:: Data shown

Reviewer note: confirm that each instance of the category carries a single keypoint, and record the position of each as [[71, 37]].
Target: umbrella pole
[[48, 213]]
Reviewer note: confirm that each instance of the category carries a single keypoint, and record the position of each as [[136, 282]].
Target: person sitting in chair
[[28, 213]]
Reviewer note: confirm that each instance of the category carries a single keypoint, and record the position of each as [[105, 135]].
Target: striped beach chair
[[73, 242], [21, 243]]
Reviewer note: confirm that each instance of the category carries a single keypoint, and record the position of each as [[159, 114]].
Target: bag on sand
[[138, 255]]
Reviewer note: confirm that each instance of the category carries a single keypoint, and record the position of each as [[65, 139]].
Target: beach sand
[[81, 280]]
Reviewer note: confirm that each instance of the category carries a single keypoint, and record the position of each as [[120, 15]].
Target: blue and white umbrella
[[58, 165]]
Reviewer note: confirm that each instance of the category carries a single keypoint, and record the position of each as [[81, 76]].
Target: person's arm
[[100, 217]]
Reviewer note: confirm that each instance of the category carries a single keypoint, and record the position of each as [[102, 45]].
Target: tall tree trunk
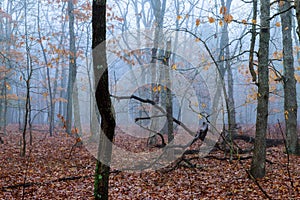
[[72, 66], [290, 95], [103, 101], [259, 154], [51, 111]]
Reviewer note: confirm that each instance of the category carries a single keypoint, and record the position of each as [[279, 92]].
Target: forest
[[149, 99]]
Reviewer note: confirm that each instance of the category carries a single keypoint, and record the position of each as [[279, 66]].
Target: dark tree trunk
[[290, 95], [72, 67], [103, 101], [259, 154]]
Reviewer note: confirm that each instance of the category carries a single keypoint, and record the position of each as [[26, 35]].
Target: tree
[[259, 154], [72, 66], [103, 100], [290, 97]]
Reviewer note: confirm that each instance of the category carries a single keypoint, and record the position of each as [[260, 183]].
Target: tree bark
[[72, 67], [103, 101], [259, 154], [290, 95]]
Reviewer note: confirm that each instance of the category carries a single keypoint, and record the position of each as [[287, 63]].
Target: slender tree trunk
[[290, 95], [103, 101], [72, 67], [51, 111], [258, 164]]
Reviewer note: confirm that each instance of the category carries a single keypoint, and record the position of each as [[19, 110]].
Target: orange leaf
[[179, 17], [223, 10], [197, 22], [211, 20], [228, 18], [221, 23]]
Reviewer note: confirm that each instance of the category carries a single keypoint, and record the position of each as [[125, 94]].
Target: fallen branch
[[29, 184]]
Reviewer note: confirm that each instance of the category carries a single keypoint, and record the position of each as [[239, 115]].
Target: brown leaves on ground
[[51, 174]]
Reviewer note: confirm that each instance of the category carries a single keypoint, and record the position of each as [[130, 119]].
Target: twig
[[288, 154]]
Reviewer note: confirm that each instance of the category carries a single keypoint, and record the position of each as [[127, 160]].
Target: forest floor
[[50, 171]]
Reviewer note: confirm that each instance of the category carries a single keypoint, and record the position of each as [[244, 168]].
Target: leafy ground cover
[[50, 171]]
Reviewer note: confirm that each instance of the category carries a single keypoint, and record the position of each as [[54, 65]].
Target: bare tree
[[103, 101], [259, 154], [290, 96]]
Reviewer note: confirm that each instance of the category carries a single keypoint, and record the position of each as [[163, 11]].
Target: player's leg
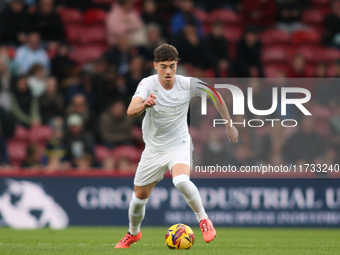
[[137, 206], [181, 180], [140, 197]]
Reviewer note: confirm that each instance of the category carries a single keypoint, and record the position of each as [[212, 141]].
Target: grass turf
[[95, 240]]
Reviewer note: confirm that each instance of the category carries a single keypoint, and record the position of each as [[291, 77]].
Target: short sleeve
[[143, 89]]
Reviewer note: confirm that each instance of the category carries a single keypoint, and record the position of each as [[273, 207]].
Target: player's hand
[[150, 101], [232, 134]]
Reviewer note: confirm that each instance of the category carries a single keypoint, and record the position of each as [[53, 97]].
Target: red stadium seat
[[40, 134], [70, 16], [16, 152], [307, 52], [310, 70], [73, 33], [275, 36], [202, 15], [226, 16], [272, 70], [312, 17], [321, 2], [93, 34], [101, 152], [327, 55], [103, 2], [128, 151], [233, 33], [276, 54], [94, 16], [88, 53], [304, 37], [21, 134]]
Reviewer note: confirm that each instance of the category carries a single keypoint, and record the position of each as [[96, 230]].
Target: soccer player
[[165, 97]]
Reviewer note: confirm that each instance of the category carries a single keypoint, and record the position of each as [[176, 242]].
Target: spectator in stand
[[55, 150], [273, 142], [209, 5], [248, 149], [304, 146], [115, 127], [298, 67], [215, 150], [185, 15], [25, 107], [51, 102], [216, 47], [259, 13], [30, 54], [135, 74], [47, 22], [7, 126], [248, 56], [5, 82], [335, 136], [61, 64], [113, 89], [190, 46], [83, 85], [15, 23], [289, 15], [79, 106], [31, 160], [79, 144], [155, 39], [332, 25], [120, 55], [37, 80], [124, 20], [151, 15]]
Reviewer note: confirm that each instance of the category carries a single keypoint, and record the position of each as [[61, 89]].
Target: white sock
[[191, 195], [136, 213]]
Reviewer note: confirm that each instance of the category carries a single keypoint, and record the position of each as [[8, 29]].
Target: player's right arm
[[137, 105]]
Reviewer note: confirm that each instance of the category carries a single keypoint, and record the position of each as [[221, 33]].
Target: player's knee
[[179, 179], [141, 194], [138, 201]]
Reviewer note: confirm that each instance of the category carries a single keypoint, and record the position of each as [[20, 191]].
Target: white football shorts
[[153, 165]]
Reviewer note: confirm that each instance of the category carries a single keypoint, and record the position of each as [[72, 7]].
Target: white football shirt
[[165, 124]]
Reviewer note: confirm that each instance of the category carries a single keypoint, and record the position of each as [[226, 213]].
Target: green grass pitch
[[96, 240]]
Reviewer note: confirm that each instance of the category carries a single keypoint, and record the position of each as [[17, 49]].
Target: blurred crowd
[[68, 70]]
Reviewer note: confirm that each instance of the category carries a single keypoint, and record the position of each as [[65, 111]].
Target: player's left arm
[[231, 131]]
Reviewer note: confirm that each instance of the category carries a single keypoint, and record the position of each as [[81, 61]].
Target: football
[[179, 236]]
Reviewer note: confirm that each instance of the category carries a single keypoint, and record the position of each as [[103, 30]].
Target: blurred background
[[68, 70]]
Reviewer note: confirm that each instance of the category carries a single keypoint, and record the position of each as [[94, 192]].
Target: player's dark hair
[[165, 52]]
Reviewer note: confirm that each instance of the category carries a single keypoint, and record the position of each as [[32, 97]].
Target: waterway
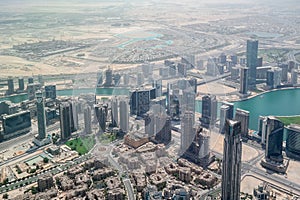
[[277, 103]]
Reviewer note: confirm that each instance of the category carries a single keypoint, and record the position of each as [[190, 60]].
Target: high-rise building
[[41, 79], [284, 75], [15, 124], [30, 80], [21, 84], [274, 77], [50, 91], [231, 109], [222, 58], [259, 61], [293, 141], [87, 120], [198, 151], [244, 77], [99, 78], [187, 130], [10, 85], [224, 112], [31, 90], [65, 112], [232, 156], [108, 77], [243, 117], [140, 101], [101, 114], [294, 76], [41, 118], [149, 124], [182, 69], [274, 139], [114, 112], [163, 128], [211, 67], [262, 128], [209, 110], [140, 79], [252, 49], [124, 115], [74, 115]]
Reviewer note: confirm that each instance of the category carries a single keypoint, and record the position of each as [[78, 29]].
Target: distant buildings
[[232, 156], [243, 117], [293, 141], [251, 54]]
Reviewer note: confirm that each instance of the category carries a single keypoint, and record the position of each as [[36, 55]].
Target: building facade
[[232, 156], [243, 117], [251, 59]]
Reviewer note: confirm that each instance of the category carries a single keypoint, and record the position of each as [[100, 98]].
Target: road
[[249, 169]]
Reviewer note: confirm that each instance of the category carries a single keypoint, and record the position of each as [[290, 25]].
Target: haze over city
[[140, 99]]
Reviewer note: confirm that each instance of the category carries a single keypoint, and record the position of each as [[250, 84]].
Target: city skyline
[[149, 100]]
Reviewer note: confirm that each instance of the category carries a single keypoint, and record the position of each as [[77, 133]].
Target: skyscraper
[[262, 128], [252, 49], [187, 130], [50, 91], [140, 101], [65, 112], [114, 112], [209, 110], [274, 139], [294, 76], [244, 77], [232, 156], [99, 78], [124, 115], [243, 117], [231, 109], [87, 120], [223, 116], [41, 115], [108, 77], [274, 77], [21, 84], [293, 141], [10, 86]]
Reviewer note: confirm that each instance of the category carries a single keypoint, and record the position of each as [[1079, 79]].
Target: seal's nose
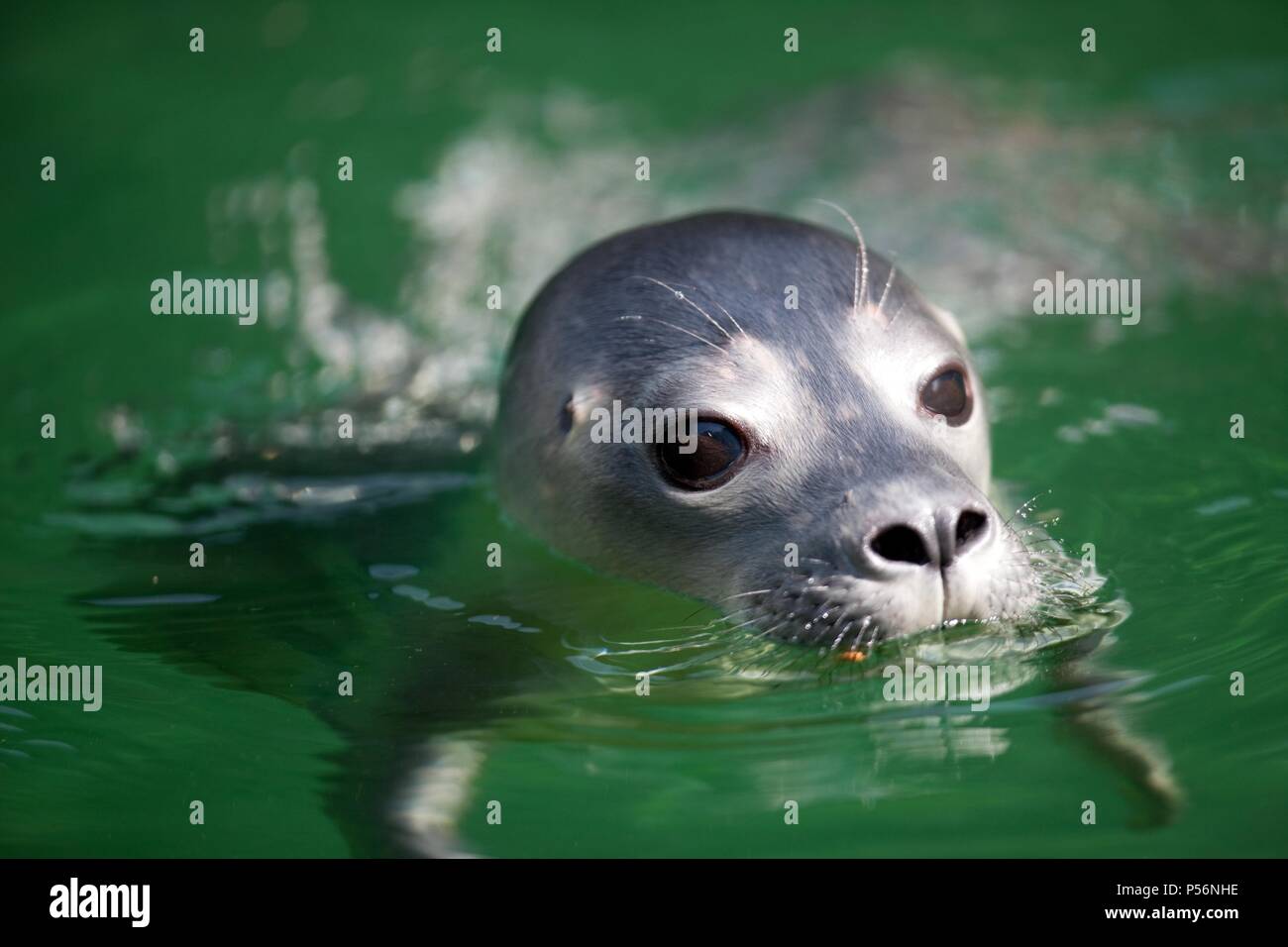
[[949, 534]]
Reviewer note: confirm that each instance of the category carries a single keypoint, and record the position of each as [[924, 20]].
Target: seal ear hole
[[566, 416]]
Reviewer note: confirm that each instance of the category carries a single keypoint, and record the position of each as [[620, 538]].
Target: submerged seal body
[[838, 484]]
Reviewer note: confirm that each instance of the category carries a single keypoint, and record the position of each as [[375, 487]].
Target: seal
[[838, 488]]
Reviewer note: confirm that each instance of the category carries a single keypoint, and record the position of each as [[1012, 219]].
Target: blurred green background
[[175, 429]]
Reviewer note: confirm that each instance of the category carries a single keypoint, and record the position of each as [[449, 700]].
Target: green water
[[172, 429]]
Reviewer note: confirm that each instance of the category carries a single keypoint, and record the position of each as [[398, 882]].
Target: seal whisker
[[861, 262], [887, 292], [682, 329], [686, 299]]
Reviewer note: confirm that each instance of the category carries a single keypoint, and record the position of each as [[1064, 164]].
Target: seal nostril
[[971, 526], [901, 544]]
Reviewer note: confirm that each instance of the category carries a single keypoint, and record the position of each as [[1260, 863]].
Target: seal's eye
[[716, 458], [948, 394]]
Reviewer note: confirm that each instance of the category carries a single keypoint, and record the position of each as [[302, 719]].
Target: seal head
[[836, 489]]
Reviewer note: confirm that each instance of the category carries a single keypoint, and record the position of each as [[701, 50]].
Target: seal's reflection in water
[[437, 696], [784, 724]]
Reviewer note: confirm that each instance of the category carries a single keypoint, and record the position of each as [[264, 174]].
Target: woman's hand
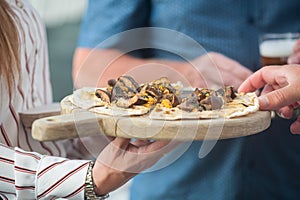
[[122, 159]]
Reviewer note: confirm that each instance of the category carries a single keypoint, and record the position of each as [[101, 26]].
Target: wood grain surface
[[83, 123]]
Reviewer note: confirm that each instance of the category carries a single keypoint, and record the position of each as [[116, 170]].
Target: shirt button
[[20, 4]]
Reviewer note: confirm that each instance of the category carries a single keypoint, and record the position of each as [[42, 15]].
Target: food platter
[[74, 123], [153, 111]]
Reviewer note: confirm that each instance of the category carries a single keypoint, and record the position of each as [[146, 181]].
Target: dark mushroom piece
[[103, 95], [126, 102]]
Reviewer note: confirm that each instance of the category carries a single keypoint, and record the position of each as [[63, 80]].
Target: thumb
[[276, 99]]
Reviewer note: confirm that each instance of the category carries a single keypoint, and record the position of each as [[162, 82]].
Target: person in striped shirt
[[25, 84]]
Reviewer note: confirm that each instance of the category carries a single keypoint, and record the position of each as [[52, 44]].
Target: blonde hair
[[9, 46]]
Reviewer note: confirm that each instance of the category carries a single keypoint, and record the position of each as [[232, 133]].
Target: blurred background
[[62, 19]]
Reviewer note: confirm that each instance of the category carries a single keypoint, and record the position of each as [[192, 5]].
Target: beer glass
[[275, 48]]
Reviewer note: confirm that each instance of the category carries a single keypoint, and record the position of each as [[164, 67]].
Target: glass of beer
[[275, 48]]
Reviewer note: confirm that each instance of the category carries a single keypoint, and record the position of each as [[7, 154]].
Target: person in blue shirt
[[205, 44]]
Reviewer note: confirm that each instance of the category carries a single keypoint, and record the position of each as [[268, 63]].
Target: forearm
[[32, 176], [95, 67]]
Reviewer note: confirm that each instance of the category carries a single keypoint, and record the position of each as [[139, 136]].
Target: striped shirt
[[24, 174]]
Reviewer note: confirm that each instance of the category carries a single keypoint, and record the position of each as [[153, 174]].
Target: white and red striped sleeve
[[29, 175]]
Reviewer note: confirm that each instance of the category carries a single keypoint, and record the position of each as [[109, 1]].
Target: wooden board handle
[[67, 126]]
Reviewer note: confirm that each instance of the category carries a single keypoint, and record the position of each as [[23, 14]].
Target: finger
[[295, 127], [296, 47], [122, 143], [160, 145], [285, 112], [267, 89], [140, 143], [294, 59], [277, 99], [271, 75]]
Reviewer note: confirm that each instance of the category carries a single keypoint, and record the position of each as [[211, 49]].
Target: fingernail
[[293, 60], [280, 114], [263, 102]]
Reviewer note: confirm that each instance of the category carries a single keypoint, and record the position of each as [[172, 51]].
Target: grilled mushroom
[[103, 95]]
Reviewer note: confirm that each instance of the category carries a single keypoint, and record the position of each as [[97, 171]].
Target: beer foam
[[277, 48]]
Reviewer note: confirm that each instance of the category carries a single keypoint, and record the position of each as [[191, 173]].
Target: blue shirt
[[264, 166]]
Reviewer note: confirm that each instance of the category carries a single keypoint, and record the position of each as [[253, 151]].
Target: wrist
[[91, 191]]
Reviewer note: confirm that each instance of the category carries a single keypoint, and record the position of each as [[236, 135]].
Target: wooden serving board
[[83, 123]]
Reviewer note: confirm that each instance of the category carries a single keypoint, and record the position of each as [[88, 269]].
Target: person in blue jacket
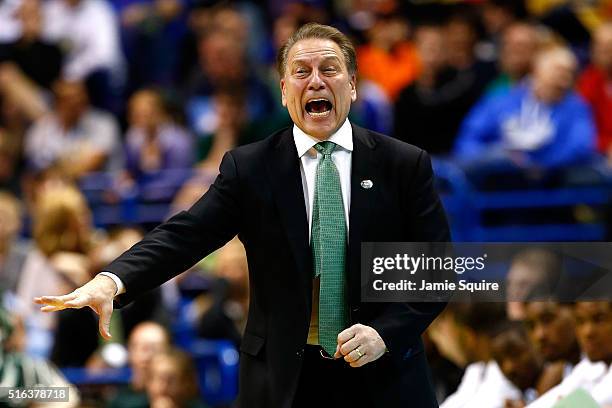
[[541, 123]]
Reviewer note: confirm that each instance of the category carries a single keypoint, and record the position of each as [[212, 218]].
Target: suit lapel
[[363, 168], [286, 181]]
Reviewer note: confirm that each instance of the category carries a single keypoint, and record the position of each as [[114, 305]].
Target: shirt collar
[[343, 137]]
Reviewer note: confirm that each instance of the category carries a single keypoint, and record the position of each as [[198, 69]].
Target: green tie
[[328, 243]]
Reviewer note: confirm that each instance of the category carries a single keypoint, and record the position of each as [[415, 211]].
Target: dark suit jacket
[[258, 195]]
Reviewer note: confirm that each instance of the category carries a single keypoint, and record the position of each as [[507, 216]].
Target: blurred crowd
[[536, 350], [146, 96]]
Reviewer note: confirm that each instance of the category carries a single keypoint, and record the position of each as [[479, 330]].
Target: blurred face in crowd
[[29, 14], [522, 280], [317, 88], [10, 219], [222, 57], [554, 74], [145, 110], [461, 38], [429, 41], [552, 329], [517, 359], [70, 101], [169, 381], [388, 31], [602, 48], [594, 329], [518, 48], [146, 340]]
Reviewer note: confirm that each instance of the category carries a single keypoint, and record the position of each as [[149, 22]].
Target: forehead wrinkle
[[310, 53]]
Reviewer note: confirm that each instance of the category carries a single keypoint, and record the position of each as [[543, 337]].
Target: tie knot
[[325, 148]]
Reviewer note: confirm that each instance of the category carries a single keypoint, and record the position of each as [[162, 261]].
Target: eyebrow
[[298, 60]]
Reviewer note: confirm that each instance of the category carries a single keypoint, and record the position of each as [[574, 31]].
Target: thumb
[[104, 321]]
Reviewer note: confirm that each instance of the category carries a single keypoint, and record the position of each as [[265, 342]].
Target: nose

::::

Within the data above, the span starting at the line containing "as [[250, 84]]." and ending at the line containing "as [[77, 133]]." is to be retyped exactly, with no other lines.

Written solution >>
Reviewer note: confirm that each instance of the category carries a single keypoint, and record the position of each as [[250, 84]].
Target: city skyline
[[149, 100]]
Reviewer note: confirm that each instance of the category carries a single keypoint, and record the position of each as [[77, 133]].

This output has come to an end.